### BRIEF
Produce the same data once more, line for line.
Start of INPUT DATA
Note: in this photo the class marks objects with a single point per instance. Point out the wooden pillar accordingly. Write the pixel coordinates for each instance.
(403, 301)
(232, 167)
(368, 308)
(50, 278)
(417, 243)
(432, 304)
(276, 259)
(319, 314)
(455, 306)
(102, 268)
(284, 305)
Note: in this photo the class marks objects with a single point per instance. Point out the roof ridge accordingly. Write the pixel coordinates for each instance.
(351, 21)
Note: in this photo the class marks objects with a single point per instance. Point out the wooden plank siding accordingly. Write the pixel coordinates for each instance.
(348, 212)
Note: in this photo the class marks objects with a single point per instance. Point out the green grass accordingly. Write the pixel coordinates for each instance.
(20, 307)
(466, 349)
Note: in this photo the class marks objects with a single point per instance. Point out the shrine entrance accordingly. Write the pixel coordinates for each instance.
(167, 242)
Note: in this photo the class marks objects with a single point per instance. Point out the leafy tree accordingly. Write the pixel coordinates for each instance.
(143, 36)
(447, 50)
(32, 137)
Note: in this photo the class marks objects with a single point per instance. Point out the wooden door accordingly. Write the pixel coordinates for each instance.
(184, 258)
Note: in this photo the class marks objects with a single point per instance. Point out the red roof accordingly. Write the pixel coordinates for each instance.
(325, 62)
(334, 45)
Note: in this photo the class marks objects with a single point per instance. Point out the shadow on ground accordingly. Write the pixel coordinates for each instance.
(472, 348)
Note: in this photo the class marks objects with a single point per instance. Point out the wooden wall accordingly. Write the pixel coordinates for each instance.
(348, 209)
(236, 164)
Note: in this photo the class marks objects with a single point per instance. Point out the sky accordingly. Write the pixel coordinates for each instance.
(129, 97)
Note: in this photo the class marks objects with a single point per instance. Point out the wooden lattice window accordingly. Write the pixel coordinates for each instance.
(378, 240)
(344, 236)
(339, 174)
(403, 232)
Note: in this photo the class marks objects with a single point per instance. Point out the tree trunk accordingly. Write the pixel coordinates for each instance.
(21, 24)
End of INPUT DATA
### SOLUTION BELOW
Note: in this photo the class marks objects with a single point per instance. Point out the wooden pillar accordingly. Write the pixel coordinates for each instance.
(403, 301)
(232, 167)
(368, 308)
(50, 278)
(417, 243)
(432, 304)
(276, 259)
(319, 314)
(455, 306)
(102, 268)
(284, 305)
Note: in this photo the class marks objects with a single point per instance. Point out the roof ridge accordingly. Write the pixel coordinates for each instance.
(351, 21)
Note: in this photo the class marks objects with a single point per instance. Point out the wooden plank siding accordingly. Write the pixel coordinates for each instance.
(348, 212)
Note: in this photo the class marks objects with a single point per instance. Point out the green grass accordingly. Write the pixel coordinates for each instance.
(20, 307)
(466, 349)
Note: in this photo the class marks objects with a single point per instance. Point out the shrine entrance accordingly. Write the pixel coordinates for each instance.
(167, 242)
Note: in this photo the class marks objects with a single point per instance. Point out the leafy tree accordingly. Write the pixel coordinates for each instance.
(143, 36)
(447, 50)
(32, 137)
Note: in this photo the class marks objects with a single point per instance. Point out the wooden door accordingly. Write the pixel coordinates for each instance.
(184, 258)
Note: in this photo the class marks objects with a single point per instance. Point out the red roof accordingly. Write the pixel coordinates for each instance.
(325, 62)
(334, 45)
Note: in this photo the class marks objects with a single point per instance. Point out the shadow on ground accordingly. Write the pixel coordinates for each instance.
(472, 348)
Note: in this photo the class marks objects with a single point per instance. Point out the wooden wall accordingly. Write the pixel coordinates for each instance.
(348, 209)
(236, 164)
Note: in this photo the class marks objects with a single point per instance. Point out the sky accordingly. Write the pixel coordinates for each instance.
(129, 97)
Note: in this photo the class marks objects with a single point per instance. Point out the wooden lattice window accordingly. Write the pixel coordinates for each instance.
(378, 240)
(344, 236)
(339, 174)
(403, 232)
Note: in this photo the class marks objects with a single point per instance. Point out the tree trunk accordingly. Write the pixel coordinates for each instance.
(21, 24)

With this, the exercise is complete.